* **TEXT BLOCK**
"""
Question

Solve for x, where x is a real number.

1) log x+ log(x-3) =1
2) |x-3|< 7

Could any of u guys please explain to me how to solve this two step by step, i am so rusty on my math.thanks so much

Answer 1

in 1... u can apply laws of log m + log n = log mn.... then get inverse log both side to get rid of log... then you can solve for x...

Answer 2

in 2... solve for x first and get its absolute value and test for inequality

Answer 3

so i get logx(x-3)=1 and then what? @Orion1213

Answer 4

inv log both side.... inv log LHS = inv log RHS, this will cancel log... inv log a = 10^a

Answer 5

so it would be equal to log 10, because 10 is the base right?

I'll have
log x^2-3x = log 10
x^2-3x=10
x^2-3x-10 & then just factor

Answer 6

@Orion1213 ^

Answer 7

wrong format for inv log... it should be

10^[log x(x-3)] = 10^1

btw well get the same... yeah go on factoring...

Answer 8

what is the factor of -10 which will give you a sum of -3?

Answer 9

so after i do x^2-3x-10=0 we'll have (x-5)(x+2)=0
The answer is x=5, because the answer cant be negative right?@Orion1213

Answer 10

yes you're correct.... \(\ddot\smile\)
"""
* **WHAT IS NEEDED**
Decide whether each statement agrees with the math help thread, answering yes or no and quoting the deciding words: (a) The second problem is the inequality |x-3| < 7. (b) Answer 1 suggests applying the law log m + log n = log mn. (c) Answer 9 factors the quadratic as (x-5)(x+3)=0. The data that comes next is separate material with no connection to the thread.

* **STORED RECORDS**
"""
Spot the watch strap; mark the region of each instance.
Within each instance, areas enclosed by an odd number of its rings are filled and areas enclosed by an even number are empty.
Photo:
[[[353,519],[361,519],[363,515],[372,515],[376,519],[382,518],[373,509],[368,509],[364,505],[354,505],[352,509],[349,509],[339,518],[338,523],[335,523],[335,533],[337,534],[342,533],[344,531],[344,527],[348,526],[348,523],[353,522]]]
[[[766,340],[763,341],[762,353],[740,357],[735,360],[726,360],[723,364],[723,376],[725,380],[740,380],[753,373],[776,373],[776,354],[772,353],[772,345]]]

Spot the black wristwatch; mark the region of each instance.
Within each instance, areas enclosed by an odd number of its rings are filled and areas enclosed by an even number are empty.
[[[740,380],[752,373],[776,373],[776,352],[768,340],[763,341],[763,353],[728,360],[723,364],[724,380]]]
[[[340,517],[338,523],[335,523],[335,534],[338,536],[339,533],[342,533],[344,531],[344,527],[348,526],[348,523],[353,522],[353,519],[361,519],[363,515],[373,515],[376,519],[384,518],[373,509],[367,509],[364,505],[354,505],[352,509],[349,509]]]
"""
* **FINAL RESULT**
(a) Yes: "2) |x-3|< 7"
(b) Yes: "u can apply laws of log m + log n = log mn"
(c) No: "(x-5)(x+2)=0"